Provided records ▸
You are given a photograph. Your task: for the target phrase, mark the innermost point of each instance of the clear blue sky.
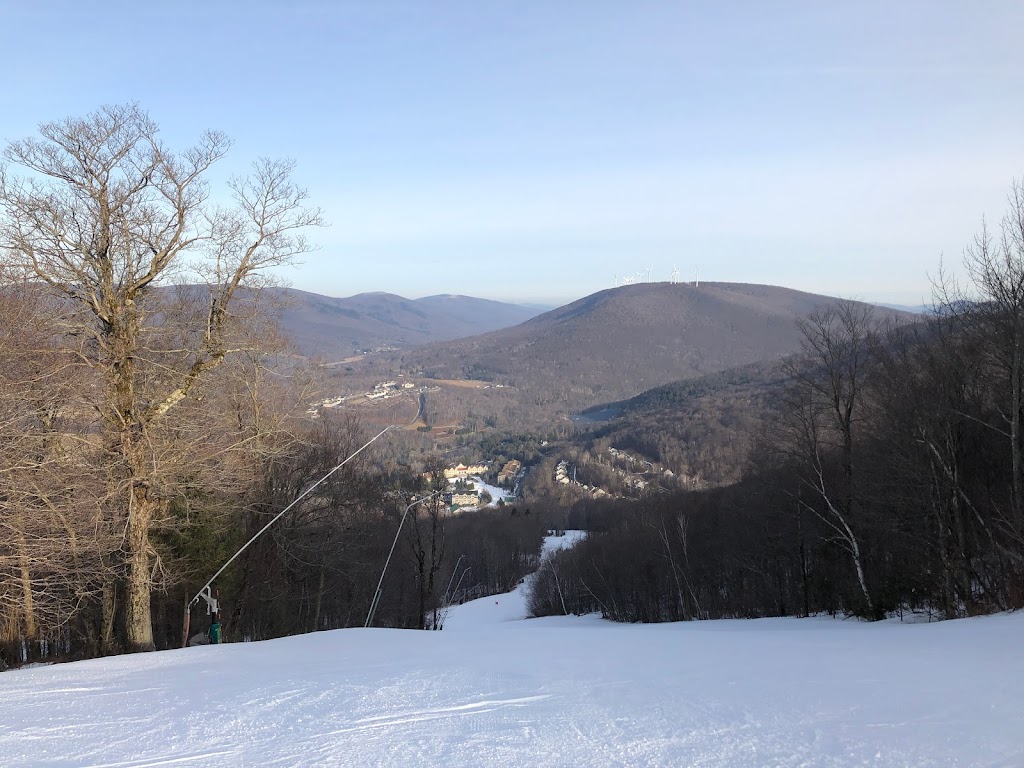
(534, 150)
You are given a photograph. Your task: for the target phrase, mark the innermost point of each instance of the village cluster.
(468, 485)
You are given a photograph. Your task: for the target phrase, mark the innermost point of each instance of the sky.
(538, 151)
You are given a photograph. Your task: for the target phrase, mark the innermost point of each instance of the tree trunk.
(138, 617)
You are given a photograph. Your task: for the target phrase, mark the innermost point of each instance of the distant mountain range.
(337, 328)
(623, 341)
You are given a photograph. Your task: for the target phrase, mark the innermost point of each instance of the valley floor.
(494, 689)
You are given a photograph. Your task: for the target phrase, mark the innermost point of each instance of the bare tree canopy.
(101, 212)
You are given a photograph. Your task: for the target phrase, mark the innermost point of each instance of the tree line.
(888, 476)
(153, 419)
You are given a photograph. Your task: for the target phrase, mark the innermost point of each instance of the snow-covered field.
(494, 689)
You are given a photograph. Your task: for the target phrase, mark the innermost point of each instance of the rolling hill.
(336, 328)
(623, 341)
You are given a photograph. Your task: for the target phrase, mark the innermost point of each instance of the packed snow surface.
(497, 689)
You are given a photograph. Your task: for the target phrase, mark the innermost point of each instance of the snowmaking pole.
(205, 593)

What to produce ▸ All the lines above need to be repeated exactly, with no pictures carried over.

Solution for this task ▸
You are given a photograph. Your task: for the target phrase, mark the innermost point of each instance of the clear blue sky.
(534, 150)
You are given a photograph. Your task: for the target phrase, mark the innermost point of each instance of the village cluster.
(468, 485)
You are given a photograph. Your task: for the target phrase, mark the innermost point of each instance of the sky.
(538, 151)
You are given a photograph. Your task: for the target phrase, mark the innermost point of each instance of the tree trunk.
(138, 617)
You are given a photograph. Your task: for the target phrase, mark the innermost point of each instance of the distant mountain range.
(337, 328)
(623, 341)
You are given a photograph. Your task: for the target phrase, mark the innermost point of each instance of the valley floor.
(494, 689)
You are given a photograph. Your task: for the target phrase, mark the innermost point of each instance of the bare tree canopy.
(101, 212)
You are given a photograph. Your task: for the target phrase, mark the innermost point of each instance of the tree line.
(888, 476)
(153, 419)
You are given a photograph. Your task: for the target phrase, mark the innermost point of each instance of the snow-covered field.
(494, 689)
You are given a photograph. Your task: for the target phrase, mark the innermost point of each instance of the rolling hill.
(336, 328)
(623, 341)
You are given a photograph. Your task: for the target phrase, mark the innermost point of each instance of the packed snow surface.
(497, 689)
You are given a photograph. Your task: for the target phrase, mark the innermost point of each instance of the snowmaking pole.
(205, 593)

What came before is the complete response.